SOAL LATIHAN.
1. Jawablah pertanyaan berikut berdasarkan teks sumber tentang Bandara Dhoho di bawah.
(a) Berapa tambahan modal yang akan diberikan GGRM kepada PT Surya Dhoho Investama?
(b) Berapa besar penyetoran awal, dan pada tanggal berapa penyetoran itu dilakukan?
(c) Dalam berapa lama pembangunan bandara diperkirakan selesai?
2. Menurut teks sumber di bawah, apa tujuan GGRM menambah modal PT Surya Dhoho Investama? Jelaskan dalam satu sampai tiga kalimat.
3. Tentukan apakah setiap pernyataan berikut sesuai dengan teks sumber di bawah. Jawab ya atau tidak, lalu kutip kata-kata dari teks yang menjadi dasarnya.
(a) Setelah penambahan modal, modal ditempatkan dan disetor Surya Dhoho Investama menjadi Rp 6 triliun.
(b) Seluruh tambahan modal disetor sekaligus pada 20 September 2021.
(c) Dana pembangunan bandara bersumber dari pinjaman bank.

TEKS SUMBER.
KONTAN.CO.ID - JAKARTA. Proyek pembangunan Bandar Udara (Bandara) Dhoho di Kediri, Jawa Timur, oleh PT Gudang Garam Tbk (
GGRM) berlanjut. Dalam keterbukaan informasi Jumat (17/9), GGRM akan menambahkan modal Rp 1 triliun ke PT Surya Dhoho Investama. GGRM akan mengambil 1 juta saham baru yang dikeluarkan anak usahanya itu. Dengan demikian, modal ditempatkan dan disetor Surya Dhoho Investama akan menjadi Rp 6 triliun dari sebelumnya Rp 5 triliun. Asal tahu saja, GGRM memiliki 99,99% saham di Surya Dhoho Investama. "Penyetoran modal ditempatkan dan modal disetor tersebut akan dilakukan bertahap, dengan penyetoran awal sebesar Rp 100 miliar pada tanggal 20 September 2021 dan sisanya disetor secara bertahap untuk seluruhnya paling lambat Desember 2021," jelas Corporate Secretary PT Gudang Garam Tbk Heru Budiman dalam keterbukaan informasi, Jumat (17/9).
Lebih lanjut diungkapkan, transaksi ini untuk mendukung kelanjutan proses pembangunan Bandra Terpadu di Kediri Jawa Timur yang dibangun Gudang Garam melalui Surya Dhoho Investama. Sekadar infromasi, mengutip pemberitaan Kontan.co.id sebelumnya, Surya Dhoho Investama memperkirakan pembangunan bandara akan selesai dalam waktu 2,5 tahun. Untuk merealisasikannya, Surya Dhoho Investama membutuhkan dana sekitar Rp 6 triliun hingga Rp 9 triliun yang bersumber dari kas internal.

MATERI YANG DISEDIAKAN.
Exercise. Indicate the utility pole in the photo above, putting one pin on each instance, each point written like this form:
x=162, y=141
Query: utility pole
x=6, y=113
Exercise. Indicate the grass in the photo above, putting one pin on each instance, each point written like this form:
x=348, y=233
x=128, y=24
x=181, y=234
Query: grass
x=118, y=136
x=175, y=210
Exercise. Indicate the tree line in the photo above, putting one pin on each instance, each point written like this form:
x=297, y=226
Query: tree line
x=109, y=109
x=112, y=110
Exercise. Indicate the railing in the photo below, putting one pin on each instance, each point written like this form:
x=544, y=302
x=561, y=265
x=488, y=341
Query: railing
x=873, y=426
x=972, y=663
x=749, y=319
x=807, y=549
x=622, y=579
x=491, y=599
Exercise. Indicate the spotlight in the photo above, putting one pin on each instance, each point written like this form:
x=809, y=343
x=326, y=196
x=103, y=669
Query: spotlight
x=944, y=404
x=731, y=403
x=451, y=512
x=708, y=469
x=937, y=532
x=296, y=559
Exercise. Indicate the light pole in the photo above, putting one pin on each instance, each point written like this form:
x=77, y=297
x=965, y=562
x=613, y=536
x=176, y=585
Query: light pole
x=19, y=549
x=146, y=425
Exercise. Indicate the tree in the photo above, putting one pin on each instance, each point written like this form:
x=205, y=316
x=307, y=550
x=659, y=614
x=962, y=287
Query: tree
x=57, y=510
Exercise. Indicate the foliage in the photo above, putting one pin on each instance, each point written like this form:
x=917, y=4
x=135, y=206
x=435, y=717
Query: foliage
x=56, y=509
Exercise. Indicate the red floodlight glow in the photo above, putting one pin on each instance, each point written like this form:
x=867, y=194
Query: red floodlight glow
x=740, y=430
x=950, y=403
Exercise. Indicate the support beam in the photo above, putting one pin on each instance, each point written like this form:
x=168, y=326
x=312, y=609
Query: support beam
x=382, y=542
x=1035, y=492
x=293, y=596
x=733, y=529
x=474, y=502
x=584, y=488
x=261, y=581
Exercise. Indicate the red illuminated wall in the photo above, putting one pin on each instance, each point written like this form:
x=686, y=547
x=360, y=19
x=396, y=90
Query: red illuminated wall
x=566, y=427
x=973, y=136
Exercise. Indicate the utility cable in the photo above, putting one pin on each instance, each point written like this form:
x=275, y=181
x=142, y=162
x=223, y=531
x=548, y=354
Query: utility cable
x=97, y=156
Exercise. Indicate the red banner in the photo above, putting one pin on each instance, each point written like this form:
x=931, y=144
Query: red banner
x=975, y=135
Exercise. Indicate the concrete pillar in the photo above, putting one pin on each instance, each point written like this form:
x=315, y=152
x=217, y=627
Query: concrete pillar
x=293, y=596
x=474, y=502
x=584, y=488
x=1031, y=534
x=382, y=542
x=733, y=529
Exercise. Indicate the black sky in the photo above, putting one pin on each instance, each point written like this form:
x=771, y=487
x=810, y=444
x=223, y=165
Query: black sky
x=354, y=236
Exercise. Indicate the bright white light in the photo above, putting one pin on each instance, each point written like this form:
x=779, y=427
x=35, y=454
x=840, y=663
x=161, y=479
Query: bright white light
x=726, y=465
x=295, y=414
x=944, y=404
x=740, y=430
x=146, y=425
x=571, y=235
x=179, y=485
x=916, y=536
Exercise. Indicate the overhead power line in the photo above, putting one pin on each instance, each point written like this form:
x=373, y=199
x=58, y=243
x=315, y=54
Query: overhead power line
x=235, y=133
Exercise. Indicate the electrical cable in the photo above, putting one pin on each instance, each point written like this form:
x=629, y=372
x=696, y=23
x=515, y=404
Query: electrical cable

HASIL PENGERJAAN.
1.
(a) Rp 1 triliun.
(b) Rp 100 miliar, pada tanggal 20 September 2021.
(c) Dalam waktu 2,5 tahun.

2. Penambahan modal itu dilakukan untuk mendukung kelanjutan proses pembangunan bandara terpadu di Kediri, Jawa Timur. Bandara tersebut dibangun Gudang Garam melalui anak usahanya, Surya Dhoho Investama.

3.
(a) Ya: "modal ditempatkan dan disetor Surya Dhoho Investama akan menjadi Rp 6 triliun dari sebelumnya Rp 5 triliun".
(b) Tidak: "sisanya disetor secara bertahap untuk seluruhnya paling lambat Desember 2021".
(c) Tidak: "yang bersumber dari kas internal".